# Written problem:
Rewrite the listing below so that "instance" becomes "occurrence" everywhere it appears, with nothing else changed.

# Records in a dataset:
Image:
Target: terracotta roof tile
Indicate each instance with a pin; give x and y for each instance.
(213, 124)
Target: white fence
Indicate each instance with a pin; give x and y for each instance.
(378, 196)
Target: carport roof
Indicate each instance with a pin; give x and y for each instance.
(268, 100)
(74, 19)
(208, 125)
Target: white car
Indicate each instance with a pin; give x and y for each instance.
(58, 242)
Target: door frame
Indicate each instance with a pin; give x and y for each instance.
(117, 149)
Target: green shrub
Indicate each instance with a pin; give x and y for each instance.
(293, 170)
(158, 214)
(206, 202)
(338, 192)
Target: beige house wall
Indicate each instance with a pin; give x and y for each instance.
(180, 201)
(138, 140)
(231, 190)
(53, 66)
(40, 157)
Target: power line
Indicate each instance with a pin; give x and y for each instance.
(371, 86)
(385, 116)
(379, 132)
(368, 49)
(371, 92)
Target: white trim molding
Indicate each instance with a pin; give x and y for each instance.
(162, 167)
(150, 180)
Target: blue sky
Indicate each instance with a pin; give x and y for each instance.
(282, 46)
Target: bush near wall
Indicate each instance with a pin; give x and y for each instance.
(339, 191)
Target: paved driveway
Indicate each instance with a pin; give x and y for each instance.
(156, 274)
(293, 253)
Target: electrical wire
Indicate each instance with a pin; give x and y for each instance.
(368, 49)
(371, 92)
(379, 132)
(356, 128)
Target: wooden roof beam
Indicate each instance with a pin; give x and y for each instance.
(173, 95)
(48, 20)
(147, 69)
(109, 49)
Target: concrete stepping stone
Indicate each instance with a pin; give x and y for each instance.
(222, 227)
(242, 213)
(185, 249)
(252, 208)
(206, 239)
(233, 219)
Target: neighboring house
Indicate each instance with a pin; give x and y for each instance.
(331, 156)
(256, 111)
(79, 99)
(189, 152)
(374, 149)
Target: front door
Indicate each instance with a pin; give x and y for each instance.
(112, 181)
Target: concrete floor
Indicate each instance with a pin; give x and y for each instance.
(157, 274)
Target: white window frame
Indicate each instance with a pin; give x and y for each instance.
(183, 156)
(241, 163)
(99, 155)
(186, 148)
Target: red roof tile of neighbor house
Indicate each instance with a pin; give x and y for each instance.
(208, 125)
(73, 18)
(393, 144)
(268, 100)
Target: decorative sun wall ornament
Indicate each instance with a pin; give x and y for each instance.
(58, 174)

# Output:
Image:
Target: terracotta roof tile
Indicate each occurrence with a pin; give x and y for each occurrence.
(213, 124)
Target: white fence
Indicate each occurrence with a pin; give x and y for each occurrence.
(378, 196)
Target: carport roof
Indicate each occurrence with a pin; give x and y for each occurrence.
(268, 100)
(74, 19)
(208, 125)
Target: white car
Indicate each occurrence with a pin; give x and y for each occurrence.
(58, 242)
Target: door frame
Indicate each occurrence with a pin; give x and y for each occurrence.
(117, 149)
Target: green shrub
Indicate each occurrence with a pin; give x and y for each occurrence.
(293, 170)
(158, 214)
(206, 202)
(338, 192)
Target: beige house wall
Indicate each occurrence with a pin; give x and y for each occurrence.
(180, 201)
(138, 140)
(231, 190)
(53, 66)
(40, 157)
Target: power line
Indicate each occurrence with a pin; give x and y for each occurrence.
(371, 86)
(385, 116)
(379, 132)
(368, 49)
(371, 92)
Target: white trim molding
Indicate each occurrence with a pin; give x and y for each occurrence.
(162, 167)
(150, 180)
Target: blue sky
Indicate each occurrence with a pin; give x and y for each occurrence.
(282, 46)
Target: bush near wall
Indicate each occurrence with a pin; give x and y for each occurrence.
(339, 191)
Target: paved driveway
Indicate each occurrence with a pin; give x and y for each occurrence.
(156, 274)
(293, 253)
Target: electrical wire
Indicate each occurrence with a pin; give x and y for each occurrence.
(368, 49)
(371, 92)
(379, 132)
(356, 128)
Target: wooden roof beam
Indicate each occurrence with a pin; give x and y for each occurrence.
(173, 95)
(48, 20)
(147, 69)
(109, 49)
Target: concrete stepping stone
Indicate each occurrence with a pin; give x and y for each occurrence.
(222, 227)
(242, 213)
(185, 249)
(252, 208)
(206, 239)
(233, 219)
Target: neighboring house
Indicate each occurrence with a pin; give x and y for each occurrence.
(331, 156)
(256, 111)
(79, 99)
(189, 152)
(374, 149)
Target: front door
Indicate each occurrence with a pin; give x and y for each occurrence.
(112, 181)
Target: concrete floor
Indicate each occurrence with a pin; give x and y for each occurrence.
(157, 274)
Target: white window frame
Indicate each occurrence with a pin; give x and y for each occurrence.
(183, 156)
(241, 163)
(99, 155)
(186, 148)
Target: red roof tile of neighbor house
Indicate each occurrence with a pin; give x and y for each occurrence.
(208, 125)
(73, 18)
(393, 144)
(268, 100)
Target: decorative sun wall ornament
Indicate each occurrence with a pin; give x and y for each occurrence.
(58, 174)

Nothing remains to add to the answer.